Given problem: Every line below should be repeated exactly.
### Items
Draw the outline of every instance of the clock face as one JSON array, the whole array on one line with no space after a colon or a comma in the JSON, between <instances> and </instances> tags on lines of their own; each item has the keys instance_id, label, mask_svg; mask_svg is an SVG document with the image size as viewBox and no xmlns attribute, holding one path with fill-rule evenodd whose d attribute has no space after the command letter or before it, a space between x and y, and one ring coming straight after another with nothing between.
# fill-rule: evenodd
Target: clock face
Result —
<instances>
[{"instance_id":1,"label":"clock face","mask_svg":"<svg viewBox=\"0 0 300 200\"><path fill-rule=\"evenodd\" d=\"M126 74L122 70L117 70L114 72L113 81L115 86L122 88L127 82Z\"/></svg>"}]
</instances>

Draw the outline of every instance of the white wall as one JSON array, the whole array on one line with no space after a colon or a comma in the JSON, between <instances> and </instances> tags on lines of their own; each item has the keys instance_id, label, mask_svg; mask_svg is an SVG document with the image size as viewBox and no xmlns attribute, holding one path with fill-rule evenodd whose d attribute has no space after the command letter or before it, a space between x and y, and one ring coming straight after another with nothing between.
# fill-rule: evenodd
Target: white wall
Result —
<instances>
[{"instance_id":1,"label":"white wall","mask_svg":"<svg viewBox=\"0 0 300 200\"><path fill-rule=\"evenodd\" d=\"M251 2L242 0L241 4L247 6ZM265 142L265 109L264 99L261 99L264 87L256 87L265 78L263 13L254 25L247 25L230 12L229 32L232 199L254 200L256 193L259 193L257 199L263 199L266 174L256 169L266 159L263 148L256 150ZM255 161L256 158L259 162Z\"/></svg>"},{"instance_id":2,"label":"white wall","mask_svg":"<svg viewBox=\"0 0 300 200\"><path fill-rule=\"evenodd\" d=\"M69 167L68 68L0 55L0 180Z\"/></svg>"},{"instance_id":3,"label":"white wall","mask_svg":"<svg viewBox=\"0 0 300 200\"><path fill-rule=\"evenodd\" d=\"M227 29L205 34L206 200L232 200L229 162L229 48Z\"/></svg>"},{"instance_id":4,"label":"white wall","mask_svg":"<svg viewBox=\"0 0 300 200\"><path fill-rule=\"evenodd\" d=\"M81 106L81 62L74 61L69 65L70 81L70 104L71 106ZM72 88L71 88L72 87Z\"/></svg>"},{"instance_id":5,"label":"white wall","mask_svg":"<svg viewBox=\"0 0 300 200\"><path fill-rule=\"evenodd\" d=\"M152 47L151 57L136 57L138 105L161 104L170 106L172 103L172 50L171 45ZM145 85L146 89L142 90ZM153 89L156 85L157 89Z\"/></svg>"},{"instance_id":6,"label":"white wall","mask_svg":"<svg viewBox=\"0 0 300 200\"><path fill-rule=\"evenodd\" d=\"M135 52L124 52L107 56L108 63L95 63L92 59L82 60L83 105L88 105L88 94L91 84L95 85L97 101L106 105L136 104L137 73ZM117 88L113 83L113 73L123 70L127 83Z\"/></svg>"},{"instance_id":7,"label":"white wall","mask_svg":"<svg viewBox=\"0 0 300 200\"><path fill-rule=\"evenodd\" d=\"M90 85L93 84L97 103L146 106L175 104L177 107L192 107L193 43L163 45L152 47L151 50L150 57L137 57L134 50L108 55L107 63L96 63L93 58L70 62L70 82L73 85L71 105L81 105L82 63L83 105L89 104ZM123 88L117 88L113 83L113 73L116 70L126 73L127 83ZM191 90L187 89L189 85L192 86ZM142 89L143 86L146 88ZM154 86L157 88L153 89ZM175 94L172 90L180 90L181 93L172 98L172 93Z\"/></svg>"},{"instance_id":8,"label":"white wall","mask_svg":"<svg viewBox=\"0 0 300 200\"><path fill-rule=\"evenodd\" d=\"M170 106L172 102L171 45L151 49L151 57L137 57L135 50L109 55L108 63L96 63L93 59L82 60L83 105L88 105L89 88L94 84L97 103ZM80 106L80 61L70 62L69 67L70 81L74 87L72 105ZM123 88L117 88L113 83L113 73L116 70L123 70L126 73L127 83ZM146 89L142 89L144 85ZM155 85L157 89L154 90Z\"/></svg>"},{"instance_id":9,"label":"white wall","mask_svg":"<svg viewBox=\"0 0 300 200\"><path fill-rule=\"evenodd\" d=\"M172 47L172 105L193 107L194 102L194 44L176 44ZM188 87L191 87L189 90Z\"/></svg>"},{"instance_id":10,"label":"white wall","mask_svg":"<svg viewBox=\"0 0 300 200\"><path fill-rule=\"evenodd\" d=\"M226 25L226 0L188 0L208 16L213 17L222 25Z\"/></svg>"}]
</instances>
######
Written response:
Draw the outline of every instance of the clock face as one JSON array, the whole array on one line with no space after a colon or a comma in the JSON, between <instances> and </instances> tags on lines of their own; each item has the keys instance_id, label, mask_svg; mask_svg is an SVG document with the image size as viewBox and no xmlns attribute, holding one path with fill-rule evenodd whose d attribute has no space after the command letter or before it, a space between x and y, and one ring coming straight after another with nothing between.
# fill-rule: evenodd
Target: clock face
Result —
<instances>
[{"instance_id":1,"label":"clock face","mask_svg":"<svg viewBox=\"0 0 300 200\"><path fill-rule=\"evenodd\" d=\"M126 74L122 70L117 70L114 72L113 81L115 86L122 88L127 82Z\"/></svg>"}]
</instances>

Draw the outline of every instance of the white wall as one JSON array, the whole array on one line with no space after a colon or a comma in the JSON, between <instances> and </instances> tags on lines of their own; each item has the keys instance_id, label, mask_svg; mask_svg is an SVG document with the image size as viewBox and no xmlns attribute, holding one path with fill-rule evenodd whose d attribute has no space after the command letter or before it, a space between x and y, and one ring coming straight after another with nothing between.
# fill-rule: evenodd
Target: white wall
Result —
<instances>
[{"instance_id":1,"label":"white wall","mask_svg":"<svg viewBox=\"0 0 300 200\"><path fill-rule=\"evenodd\" d=\"M251 2L242 0L241 4L247 6ZM265 142L265 109L264 99L261 99L264 87L256 87L265 78L263 13L254 25L247 25L230 12L229 32L232 199L254 200L256 193L259 193L257 199L263 199L266 174L256 169L266 159L263 148L256 150ZM255 161L256 158L259 162Z\"/></svg>"},{"instance_id":2,"label":"white wall","mask_svg":"<svg viewBox=\"0 0 300 200\"><path fill-rule=\"evenodd\" d=\"M69 167L68 68L0 55L0 180Z\"/></svg>"},{"instance_id":3,"label":"white wall","mask_svg":"<svg viewBox=\"0 0 300 200\"><path fill-rule=\"evenodd\" d=\"M227 29L205 34L206 200L232 200L229 162L229 48Z\"/></svg>"},{"instance_id":4,"label":"white wall","mask_svg":"<svg viewBox=\"0 0 300 200\"><path fill-rule=\"evenodd\" d=\"M81 106L81 62L74 61L69 65L70 81L70 104L71 106ZM72 88L71 88L72 87Z\"/></svg>"},{"instance_id":5,"label":"white wall","mask_svg":"<svg viewBox=\"0 0 300 200\"><path fill-rule=\"evenodd\" d=\"M152 47L151 57L136 57L138 105L161 104L170 106L172 103L172 50L171 45ZM145 85L146 89L142 90ZM153 89L156 85L157 89Z\"/></svg>"},{"instance_id":6,"label":"white wall","mask_svg":"<svg viewBox=\"0 0 300 200\"><path fill-rule=\"evenodd\" d=\"M135 52L124 52L107 56L108 63L95 63L92 59L82 60L83 105L88 105L88 94L91 84L95 85L97 101L106 105L136 104L137 73ZM117 88L113 83L113 73L123 70L127 83Z\"/></svg>"},{"instance_id":7,"label":"white wall","mask_svg":"<svg viewBox=\"0 0 300 200\"><path fill-rule=\"evenodd\" d=\"M90 85L93 84L97 103L146 106L175 104L177 107L192 107L193 43L163 45L152 47L151 50L150 57L137 57L134 50L108 55L107 63L96 63L93 58L70 62L70 82L73 85L71 105L81 105L82 63L83 105L89 104ZM123 88L117 88L113 83L113 73L116 70L126 73L127 83ZM191 90L187 89L189 85L192 86ZM142 89L143 86L146 88ZM154 86L157 88L153 89ZM175 94L172 90L180 90L181 93L172 98L172 93Z\"/></svg>"},{"instance_id":8,"label":"white wall","mask_svg":"<svg viewBox=\"0 0 300 200\"><path fill-rule=\"evenodd\" d=\"M170 106L172 102L171 45L151 49L151 57L137 57L135 50L109 55L108 63L96 63L93 59L82 60L83 105L88 105L89 88L94 84L97 103ZM80 106L80 61L70 62L69 67L70 81L74 87L72 105ZM123 88L117 88L113 83L113 73L116 70L123 70L126 73L127 83ZM146 89L142 89L144 85ZM155 85L157 89L154 90Z\"/></svg>"},{"instance_id":9,"label":"white wall","mask_svg":"<svg viewBox=\"0 0 300 200\"><path fill-rule=\"evenodd\" d=\"M172 47L172 105L193 107L194 102L194 44L176 44ZM188 87L191 87L189 90Z\"/></svg>"},{"instance_id":10,"label":"white wall","mask_svg":"<svg viewBox=\"0 0 300 200\"><path fill-rule=\"evenodd\" d=\"M226 25L226 0L188 0L208 16L213 17L222 25Z\"/></svg>"}]
</instances>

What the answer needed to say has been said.